— Begin —

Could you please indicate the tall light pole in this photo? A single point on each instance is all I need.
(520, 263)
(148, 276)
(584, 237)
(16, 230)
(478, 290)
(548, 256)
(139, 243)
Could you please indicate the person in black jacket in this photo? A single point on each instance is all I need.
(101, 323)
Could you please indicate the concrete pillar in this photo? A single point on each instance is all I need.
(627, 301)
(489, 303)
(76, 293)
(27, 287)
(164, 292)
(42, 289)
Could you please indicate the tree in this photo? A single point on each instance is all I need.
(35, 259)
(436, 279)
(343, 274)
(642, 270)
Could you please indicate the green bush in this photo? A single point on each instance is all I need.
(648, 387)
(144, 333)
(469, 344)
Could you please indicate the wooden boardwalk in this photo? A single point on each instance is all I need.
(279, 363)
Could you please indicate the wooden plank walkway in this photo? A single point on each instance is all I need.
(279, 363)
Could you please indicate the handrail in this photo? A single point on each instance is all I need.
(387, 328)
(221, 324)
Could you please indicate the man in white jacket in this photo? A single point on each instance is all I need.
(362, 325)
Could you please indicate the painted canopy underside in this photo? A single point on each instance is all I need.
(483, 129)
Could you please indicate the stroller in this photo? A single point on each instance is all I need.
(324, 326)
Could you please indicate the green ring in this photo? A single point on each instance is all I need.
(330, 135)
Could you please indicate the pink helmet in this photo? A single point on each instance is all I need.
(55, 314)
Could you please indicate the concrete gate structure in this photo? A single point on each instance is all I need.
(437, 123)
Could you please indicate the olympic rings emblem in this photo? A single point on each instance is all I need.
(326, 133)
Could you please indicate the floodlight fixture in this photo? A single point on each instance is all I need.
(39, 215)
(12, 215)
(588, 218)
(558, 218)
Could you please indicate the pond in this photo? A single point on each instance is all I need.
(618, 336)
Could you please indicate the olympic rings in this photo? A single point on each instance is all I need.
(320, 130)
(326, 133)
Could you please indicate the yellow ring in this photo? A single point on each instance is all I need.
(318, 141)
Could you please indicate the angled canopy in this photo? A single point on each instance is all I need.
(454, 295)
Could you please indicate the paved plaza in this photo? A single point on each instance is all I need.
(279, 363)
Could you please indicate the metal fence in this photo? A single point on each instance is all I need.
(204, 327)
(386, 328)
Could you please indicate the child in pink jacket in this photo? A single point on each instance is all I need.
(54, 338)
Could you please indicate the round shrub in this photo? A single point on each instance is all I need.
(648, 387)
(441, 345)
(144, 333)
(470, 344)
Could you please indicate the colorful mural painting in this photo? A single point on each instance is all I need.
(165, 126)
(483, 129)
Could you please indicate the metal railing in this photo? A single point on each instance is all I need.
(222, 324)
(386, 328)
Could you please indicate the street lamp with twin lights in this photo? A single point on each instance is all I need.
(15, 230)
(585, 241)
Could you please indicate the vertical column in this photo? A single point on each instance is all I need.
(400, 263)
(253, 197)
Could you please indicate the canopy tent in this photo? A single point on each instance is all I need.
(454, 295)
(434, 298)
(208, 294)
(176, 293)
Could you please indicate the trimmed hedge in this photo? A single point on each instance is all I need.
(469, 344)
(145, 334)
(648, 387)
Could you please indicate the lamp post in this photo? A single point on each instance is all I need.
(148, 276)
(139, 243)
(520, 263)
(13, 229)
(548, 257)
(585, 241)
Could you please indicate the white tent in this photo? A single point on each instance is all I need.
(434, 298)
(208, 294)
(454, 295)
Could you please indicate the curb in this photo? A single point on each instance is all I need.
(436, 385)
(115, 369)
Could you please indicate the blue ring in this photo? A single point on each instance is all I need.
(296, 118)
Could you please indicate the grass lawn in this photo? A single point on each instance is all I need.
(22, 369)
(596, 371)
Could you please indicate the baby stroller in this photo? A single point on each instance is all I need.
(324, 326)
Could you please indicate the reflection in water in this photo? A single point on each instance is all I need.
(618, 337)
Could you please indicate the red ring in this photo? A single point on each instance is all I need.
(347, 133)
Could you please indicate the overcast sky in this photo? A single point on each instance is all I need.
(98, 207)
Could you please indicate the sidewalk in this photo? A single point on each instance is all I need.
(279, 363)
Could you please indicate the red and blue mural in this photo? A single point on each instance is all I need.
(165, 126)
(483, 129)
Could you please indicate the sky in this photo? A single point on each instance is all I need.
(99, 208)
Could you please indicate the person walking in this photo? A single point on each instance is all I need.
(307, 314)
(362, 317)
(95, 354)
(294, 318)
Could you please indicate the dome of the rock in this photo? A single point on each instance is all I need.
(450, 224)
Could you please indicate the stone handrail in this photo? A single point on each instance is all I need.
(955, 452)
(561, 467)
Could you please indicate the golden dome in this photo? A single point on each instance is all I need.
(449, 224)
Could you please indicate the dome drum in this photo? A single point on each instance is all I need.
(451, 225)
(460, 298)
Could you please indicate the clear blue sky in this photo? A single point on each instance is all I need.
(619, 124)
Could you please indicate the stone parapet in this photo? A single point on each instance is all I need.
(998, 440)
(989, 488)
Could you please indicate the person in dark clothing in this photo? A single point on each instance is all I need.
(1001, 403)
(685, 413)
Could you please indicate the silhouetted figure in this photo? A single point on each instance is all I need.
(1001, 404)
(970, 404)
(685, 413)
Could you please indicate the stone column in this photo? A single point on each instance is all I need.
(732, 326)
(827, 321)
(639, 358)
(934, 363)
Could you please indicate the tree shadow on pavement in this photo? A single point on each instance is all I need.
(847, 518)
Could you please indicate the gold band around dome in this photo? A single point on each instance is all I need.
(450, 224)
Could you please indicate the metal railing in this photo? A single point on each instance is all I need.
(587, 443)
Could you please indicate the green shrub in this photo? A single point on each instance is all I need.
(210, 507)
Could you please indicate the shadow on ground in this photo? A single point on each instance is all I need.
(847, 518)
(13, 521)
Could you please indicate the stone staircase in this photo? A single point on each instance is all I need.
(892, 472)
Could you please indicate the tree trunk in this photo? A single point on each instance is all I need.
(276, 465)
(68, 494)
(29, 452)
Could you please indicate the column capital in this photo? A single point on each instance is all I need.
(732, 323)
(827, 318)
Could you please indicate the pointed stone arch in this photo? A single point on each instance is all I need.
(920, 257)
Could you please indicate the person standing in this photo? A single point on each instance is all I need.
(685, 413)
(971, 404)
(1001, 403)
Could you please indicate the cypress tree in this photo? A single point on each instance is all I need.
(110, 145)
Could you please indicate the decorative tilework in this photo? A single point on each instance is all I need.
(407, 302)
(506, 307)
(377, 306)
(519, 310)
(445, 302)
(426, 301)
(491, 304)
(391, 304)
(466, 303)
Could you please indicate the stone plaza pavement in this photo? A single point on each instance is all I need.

— End —

**Task**
Copy all data exactly, start to finish.

**Problem solution**
Could you please indicate the tall light pole in this photo? A single point on each instance is all I need.
(520, 263)
(148, 276)
(584, 237)
(16, 230)
(478, 290)
(548, 256)
(139, 243)
Could you please indicate the person in black jacket in this photo? A single point on each instance is all I need.
(101, 323)
Could you please indicate the concrete pillar in this photo? A single point on each instance is all I need.
(627, 301)
(489, 303)
(76, 293)
(27, 287)
(164, 292)
(42, 289)
Could you please indicate the tree in this photo? A single point on each instance is all I need.
(35, 259)
(436, 279)
(343, 274)
(642, 270)
Could you please indicate the green bush in this photo? A single point on each instance is all I need.
(648, 387)
(144, 333)
(469, 344)
Could you please indicate the wooden boardwalk in this photo? A single point on each instance is all I need.
(279, 363)
Could you please indicate the wooden plank walkway in this photo? A single point on each instance is all I need.
(279, 363)
Could you please indicate the handrail in this photo? A single point on each instance is all I need.
(387, 328)
(221, 324)
Could you please indicate the man in white jacket in this photo? A single point on each instance is all I need.
(362, 325)
Could you please indicate the painted canopy underside in this photo? A single point on each instance is all I need.
(483, 129)
Could you please indicate the stroller in this photo? A single point on each instance is all I need.
(324, 326)
Could you please indicate the green ring in this photo? A single point on each instance is all I need.
(330, 135)
Could you please indicate the pink helmet in this photo? A single point on each instance is all I need.
(55, 314)
Could you please indicate the concrete gate structure in this photo? A single point on each instance is all I need.
(437, 123)
Could you please indicate the olympic rings emblem in this photo? A single point on each instance is all I need.
(326, 133)
Could you please indicate the floodlight fixture in this photo? A single point on each instance is all I need.
(39, 215)
(12, 215)
(588, 218)
(558, 218)
Could you please indicate the pond in this photo? A single point on each instance is all I need.
(618, 336)
Could you please indicate the olympic rings in this photo? A single point on each instance is all I need.
(320, 130)
(326, 133)
Could you please indicate the yellow ring in this photo? A single point on each instance is all I need.
(318, 141)
Could you please indicate the angled canopy in this photo? A single point on each instance is all I need.
(454, 295)
Could you please indicate the paved plaza in this photo? A single point on each instance is all I need.
(279, 363)
Could you please indicate the metal fence in this photo? A single point on each instance is all I need.
(204, 327)
(386, 328)
Could you please indicate the child in pink jacket in this photo? A single point on each instance is all I need.
(54, 338)
Could you please indicate the round shrub in this photo? A single point on each instance is all I need.
(648, 387)
(441, 345)
(144, 333)
(470, 344)
Could you please indicate the colorful mural painting in this photo? A single point on each instance is all I need.
(165, 126)
(483, 129)
Could you please indicate the metal railing in this photo? A single point on each instance is all I need.
(222, 324)
(386, 328)
Could you please indicate the street lamp with twin lights in this photo? A single point on each instance is all I need.
(15, 230)
(585, 241)
Could you please indicate the vertical column in this photo? A single point on each instance is all I need.
(400, 263)
(253, 197)
Could you please indicate the canopy tent in this photo? A single point on each instance is all I need.
(454, 295)
(434, 298)
(208, 294)
(176, 293)
Could you please indicate the trimmed hedge in this photo? A single point on each instance is all I need.
(469, 344)
(145, 334)
(648, 387)
Could you please indicate the lamp post in this photo? A single point on each instance is all I need.
(148, 276)
(139, 243)
(520, 263)
(13, 229)
(548, 257)
(585, 241)
Could you please indicate the white tent in this photo? A single point on each instance is all I need.
(434, 298)
(208, 294)
(454, 295)
Could you please indicate the curb in this photo? A single point on each instance is all I need.
(436, 385)
(115, 369)
Could you please indicate the blue ring in this photo? A single point on each instance is all I need.
(296, 118)
Could you please indicate the grass lawn in this photo? A single point on each instance is all I need.
(22, 369)
(596, 371)
Could you please indicate the baby stroller in this photo? A single point on each instance is all I need.
(324, 326)
Could you please indicate the reflection in water in this photo? A single point on each instance is all I need.
(618, 337)
Could you please indicate the red ring in this photo? A single point on each instance is all I need.
(347, 133)
Could you please indicate the overcast sky in this photo? A single point on each instance is all I need.
(98, 207)
Could you please indicate the sidewalk in this photo? A single point on each instance is all I need.
(279, 363)
Could you please indicate the red and blue mural in this photo? A single point on each instance is all I need.
(165, 126)
(483, 129)
Could you please indicate the sky in this photo? A single point on each instance is all I need.
(99, 208)
Could you please indicate the person walking in this photo? A single point on each instance is all I need.
(307, 314)
(362, 317)
(95, 354)
(294, 318)
Could you please indicate the dome of the rock in this photo? A single point on each instance is all I need.
(450, 224)
Could you please indicate the stone handrail in this photo? A single point on each instance is all I need.
(955, 452)
(561, 467)
Could you please indicate the golden dome in this photo? A single point on each instance is all I need.
(449, 224)
Could you please indicate the dome drum in this photo? A single point on each instance is all I need.
(451, 225)
(460, 298)
Could you please indicate the clear blue sky in this photo? A single point on each instance is all I need.
(619, 124)
Could you please indicate the stone parapet in this photo? A single point on each instance is all I need.
(998, 440)
(989, 488)
Could you please indicate the person in dark clothing in this photo? A single point on each instance is all I need.
(1001, 403)
(685, 413)
Could you please indicate the silhouetted figure in this photo? A single point on each instance is all I need.
(1001, 404)
(970, 404)
(685, 413)
Could you please indicate the stone column in this photo? A single point on each instance is all I need.
(732, 326)
(827, 321)
(639, 358)
(934, 363)
Could you please indicate the tree shadow on pavement in this photo? A single point on each instance is all I need.
(847, 518)
Could you please indicate the gold band around dome in this photo? A single point on each instance is all I need.
(450, 224)
Could you please indicate the metal railing in this photo? A single point on each instance is all I need.
(587, 443)
Could you please indicate the green shrub in this photo? A single point on each instance is all I need.
(210, 507)
Could you please indicate the shadow on ground in this photo? A single point on each instance is all I need.
(847, 518)
(13, 521)
Could you please indicate the stone staircase in this photo? A single point on each instance is all I need.
(892, 472)
Could you please indicate the tree trunk in this photo? A single point on each instance is all I need.
(276, 465)
(68, 494)
(29, 452)
Could you please indicate the column capital in this photo? A single point on each instance is all I need.
(732, 323)
(827, 318)
Could you please indicate the pointed stone arch in this photo? A single point on each instance is all I need.
(920, 257)
Could you please indicate the person standing in this photo? A single point on each instance is all I need.
(685, 413)
(971, 404)
(1001, 403)
Could you please indicate the cypress tree in this photo? A single point on each instance is all I need.
(110, 145)
Could you please indicate the decorative tilework in this photo? A single point on each instance is all I need.
(407, 302)
(506, 307)
(377, 306)
(519, 310)
(445, 302)
(426, 301)
(491, 304)
(391, 304)
(466, 303)
Could you please indicate the stone plaza pavement in this photo? A single point on each instance is all I need.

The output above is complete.